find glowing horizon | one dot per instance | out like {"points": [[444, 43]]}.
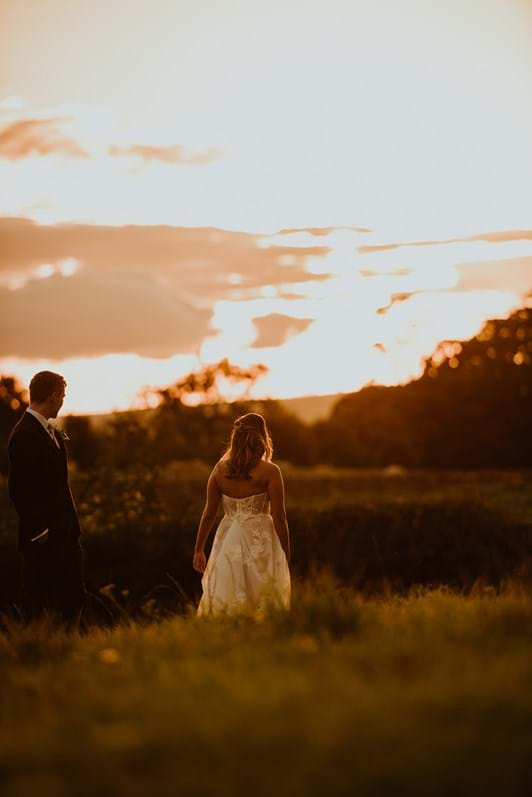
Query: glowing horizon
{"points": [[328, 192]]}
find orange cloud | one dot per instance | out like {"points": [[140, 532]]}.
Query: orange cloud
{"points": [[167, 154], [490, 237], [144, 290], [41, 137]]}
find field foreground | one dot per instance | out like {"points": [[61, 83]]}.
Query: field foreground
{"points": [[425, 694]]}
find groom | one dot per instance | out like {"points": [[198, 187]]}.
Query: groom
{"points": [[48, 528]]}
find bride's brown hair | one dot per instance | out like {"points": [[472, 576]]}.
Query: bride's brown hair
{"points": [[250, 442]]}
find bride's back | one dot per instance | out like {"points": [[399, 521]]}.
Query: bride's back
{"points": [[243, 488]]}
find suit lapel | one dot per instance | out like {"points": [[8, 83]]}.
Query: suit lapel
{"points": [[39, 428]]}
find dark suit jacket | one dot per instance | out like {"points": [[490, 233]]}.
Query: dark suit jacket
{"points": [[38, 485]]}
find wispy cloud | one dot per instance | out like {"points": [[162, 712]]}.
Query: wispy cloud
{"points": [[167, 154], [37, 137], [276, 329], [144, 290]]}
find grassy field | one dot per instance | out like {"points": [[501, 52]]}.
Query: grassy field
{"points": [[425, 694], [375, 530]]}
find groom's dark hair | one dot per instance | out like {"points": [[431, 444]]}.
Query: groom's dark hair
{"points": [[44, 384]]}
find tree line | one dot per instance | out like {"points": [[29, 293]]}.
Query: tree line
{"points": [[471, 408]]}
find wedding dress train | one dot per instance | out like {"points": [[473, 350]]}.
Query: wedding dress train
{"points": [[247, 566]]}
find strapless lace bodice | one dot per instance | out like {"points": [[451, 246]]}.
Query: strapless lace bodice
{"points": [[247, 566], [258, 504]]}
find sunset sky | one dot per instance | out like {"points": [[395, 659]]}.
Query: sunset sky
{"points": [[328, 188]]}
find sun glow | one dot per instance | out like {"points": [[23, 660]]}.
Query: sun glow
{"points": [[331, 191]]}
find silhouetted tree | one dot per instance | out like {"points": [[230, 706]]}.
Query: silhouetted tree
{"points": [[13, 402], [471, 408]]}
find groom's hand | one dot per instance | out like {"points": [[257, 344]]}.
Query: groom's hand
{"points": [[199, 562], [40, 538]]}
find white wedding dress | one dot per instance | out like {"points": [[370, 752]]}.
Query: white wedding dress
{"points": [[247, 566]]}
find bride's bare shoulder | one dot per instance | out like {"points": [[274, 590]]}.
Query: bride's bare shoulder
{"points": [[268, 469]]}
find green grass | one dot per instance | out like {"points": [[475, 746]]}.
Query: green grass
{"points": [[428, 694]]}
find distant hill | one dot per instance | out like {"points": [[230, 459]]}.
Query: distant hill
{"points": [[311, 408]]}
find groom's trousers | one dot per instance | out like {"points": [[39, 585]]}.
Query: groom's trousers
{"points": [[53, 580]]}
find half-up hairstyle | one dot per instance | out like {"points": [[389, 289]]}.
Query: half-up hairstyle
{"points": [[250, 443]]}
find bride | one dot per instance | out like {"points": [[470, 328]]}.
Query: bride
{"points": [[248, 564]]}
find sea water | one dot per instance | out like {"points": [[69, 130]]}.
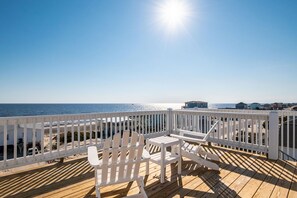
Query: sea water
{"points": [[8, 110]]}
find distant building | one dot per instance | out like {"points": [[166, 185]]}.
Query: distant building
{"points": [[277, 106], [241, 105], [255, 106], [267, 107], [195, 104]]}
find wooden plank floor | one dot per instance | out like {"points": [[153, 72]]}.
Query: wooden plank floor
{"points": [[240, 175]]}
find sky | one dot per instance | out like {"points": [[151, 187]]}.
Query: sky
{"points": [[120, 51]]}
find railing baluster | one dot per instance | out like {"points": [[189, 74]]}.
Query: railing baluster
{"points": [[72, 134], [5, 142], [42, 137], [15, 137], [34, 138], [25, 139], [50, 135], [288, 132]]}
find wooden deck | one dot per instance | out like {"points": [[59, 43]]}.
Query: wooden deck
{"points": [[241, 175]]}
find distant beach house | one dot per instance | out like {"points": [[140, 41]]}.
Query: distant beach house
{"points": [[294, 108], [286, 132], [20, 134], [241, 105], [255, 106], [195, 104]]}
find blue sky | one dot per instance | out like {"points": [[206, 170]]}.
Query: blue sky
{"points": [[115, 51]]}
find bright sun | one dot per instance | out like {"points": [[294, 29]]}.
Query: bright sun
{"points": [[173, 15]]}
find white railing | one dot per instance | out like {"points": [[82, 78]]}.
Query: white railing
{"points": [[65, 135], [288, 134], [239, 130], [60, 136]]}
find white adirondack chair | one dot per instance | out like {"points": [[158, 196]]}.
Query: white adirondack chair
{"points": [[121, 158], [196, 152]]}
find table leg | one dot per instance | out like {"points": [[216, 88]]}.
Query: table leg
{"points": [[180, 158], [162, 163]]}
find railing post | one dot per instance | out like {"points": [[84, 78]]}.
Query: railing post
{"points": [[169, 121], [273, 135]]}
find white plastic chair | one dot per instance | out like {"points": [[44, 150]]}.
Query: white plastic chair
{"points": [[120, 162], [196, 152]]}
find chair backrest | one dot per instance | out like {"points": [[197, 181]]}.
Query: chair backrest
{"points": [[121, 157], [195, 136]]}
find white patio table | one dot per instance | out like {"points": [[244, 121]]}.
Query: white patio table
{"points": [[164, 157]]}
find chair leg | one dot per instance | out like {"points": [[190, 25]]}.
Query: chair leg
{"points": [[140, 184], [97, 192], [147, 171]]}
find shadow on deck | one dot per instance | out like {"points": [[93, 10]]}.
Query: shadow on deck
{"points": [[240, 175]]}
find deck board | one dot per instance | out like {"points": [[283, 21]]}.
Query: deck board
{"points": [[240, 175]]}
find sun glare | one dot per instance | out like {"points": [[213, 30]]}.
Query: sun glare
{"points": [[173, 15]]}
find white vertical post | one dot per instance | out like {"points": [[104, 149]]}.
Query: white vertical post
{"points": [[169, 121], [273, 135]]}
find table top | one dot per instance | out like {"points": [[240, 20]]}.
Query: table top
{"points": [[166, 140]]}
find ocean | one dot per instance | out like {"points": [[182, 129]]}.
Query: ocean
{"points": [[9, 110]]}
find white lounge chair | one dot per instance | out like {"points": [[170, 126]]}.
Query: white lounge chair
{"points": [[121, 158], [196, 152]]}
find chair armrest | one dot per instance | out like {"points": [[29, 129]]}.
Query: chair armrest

++++++++

*YOUR GOAL*
Word for word, restate the lines running from the one containing "find chair armrest" through the final line of the records above, and nothing besides.

*RESPONSE AREA*
find chair armrest | one dot per instance | out like {"points": [[29, 129]]}.
Query: chair armrest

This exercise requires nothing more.